--- The records ---

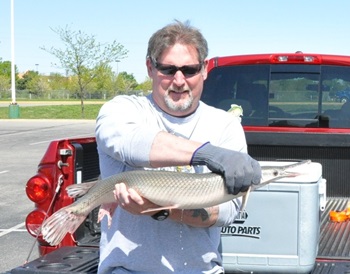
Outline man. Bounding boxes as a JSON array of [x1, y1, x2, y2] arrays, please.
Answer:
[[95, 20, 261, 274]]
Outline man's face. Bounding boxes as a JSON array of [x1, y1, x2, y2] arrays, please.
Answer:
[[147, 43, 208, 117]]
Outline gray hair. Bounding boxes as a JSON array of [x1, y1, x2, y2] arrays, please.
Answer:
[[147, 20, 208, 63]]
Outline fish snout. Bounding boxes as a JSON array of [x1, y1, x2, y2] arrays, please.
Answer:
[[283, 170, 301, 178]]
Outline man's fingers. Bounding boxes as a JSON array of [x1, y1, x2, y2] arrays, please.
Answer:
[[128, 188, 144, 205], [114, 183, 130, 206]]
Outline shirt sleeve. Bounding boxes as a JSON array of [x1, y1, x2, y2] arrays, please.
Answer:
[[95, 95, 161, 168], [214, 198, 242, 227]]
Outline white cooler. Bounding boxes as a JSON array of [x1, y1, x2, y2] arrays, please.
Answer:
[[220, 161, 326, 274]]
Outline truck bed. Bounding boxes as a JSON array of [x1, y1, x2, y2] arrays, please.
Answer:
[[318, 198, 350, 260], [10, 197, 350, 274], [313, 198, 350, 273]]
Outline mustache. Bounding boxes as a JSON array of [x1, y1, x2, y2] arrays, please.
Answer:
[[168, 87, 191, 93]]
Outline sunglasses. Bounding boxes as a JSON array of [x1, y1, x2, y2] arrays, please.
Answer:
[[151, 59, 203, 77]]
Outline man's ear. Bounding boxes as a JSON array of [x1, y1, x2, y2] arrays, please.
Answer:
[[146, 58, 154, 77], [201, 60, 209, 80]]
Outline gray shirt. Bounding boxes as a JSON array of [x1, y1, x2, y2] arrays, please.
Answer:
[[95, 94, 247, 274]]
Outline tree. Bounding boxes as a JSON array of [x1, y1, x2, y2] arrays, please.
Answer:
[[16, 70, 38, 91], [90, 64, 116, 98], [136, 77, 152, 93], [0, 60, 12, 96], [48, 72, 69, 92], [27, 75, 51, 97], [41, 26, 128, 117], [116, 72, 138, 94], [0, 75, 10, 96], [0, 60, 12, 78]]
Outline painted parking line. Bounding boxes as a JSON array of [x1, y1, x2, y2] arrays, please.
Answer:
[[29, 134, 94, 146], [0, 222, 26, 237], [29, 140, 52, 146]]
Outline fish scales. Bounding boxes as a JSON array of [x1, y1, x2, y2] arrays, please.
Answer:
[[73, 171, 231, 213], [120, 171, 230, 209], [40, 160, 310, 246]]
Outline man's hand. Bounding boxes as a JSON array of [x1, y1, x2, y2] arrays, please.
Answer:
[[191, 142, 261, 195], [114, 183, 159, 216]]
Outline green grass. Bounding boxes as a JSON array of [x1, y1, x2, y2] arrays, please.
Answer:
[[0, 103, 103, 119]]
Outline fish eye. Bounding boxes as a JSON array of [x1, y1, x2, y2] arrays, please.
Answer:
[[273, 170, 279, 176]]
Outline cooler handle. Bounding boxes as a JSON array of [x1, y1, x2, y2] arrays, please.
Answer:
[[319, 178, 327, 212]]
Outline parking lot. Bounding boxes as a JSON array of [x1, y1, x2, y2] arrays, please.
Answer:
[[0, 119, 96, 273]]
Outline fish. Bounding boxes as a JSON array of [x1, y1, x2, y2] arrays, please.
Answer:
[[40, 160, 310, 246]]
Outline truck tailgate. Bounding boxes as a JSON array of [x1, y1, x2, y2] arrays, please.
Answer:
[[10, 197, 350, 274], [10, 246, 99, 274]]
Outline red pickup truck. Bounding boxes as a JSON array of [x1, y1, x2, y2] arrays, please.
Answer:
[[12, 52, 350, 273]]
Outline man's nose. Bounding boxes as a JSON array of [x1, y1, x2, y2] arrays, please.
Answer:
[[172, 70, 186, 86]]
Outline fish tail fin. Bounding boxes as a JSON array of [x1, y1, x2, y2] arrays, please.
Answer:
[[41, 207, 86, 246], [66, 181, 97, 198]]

---

Exercise objective: When a line in the listing includes the word "shirt", report that line in full.

Exercise response:
Outline shirt sleeve. Bounding boxes as a JSON array of [x1, y1, x2, y2] arrays, please.
Outline gray shirt. Bounding boxes as a JSON array of [x1, y1, x2, y2] arrays, please.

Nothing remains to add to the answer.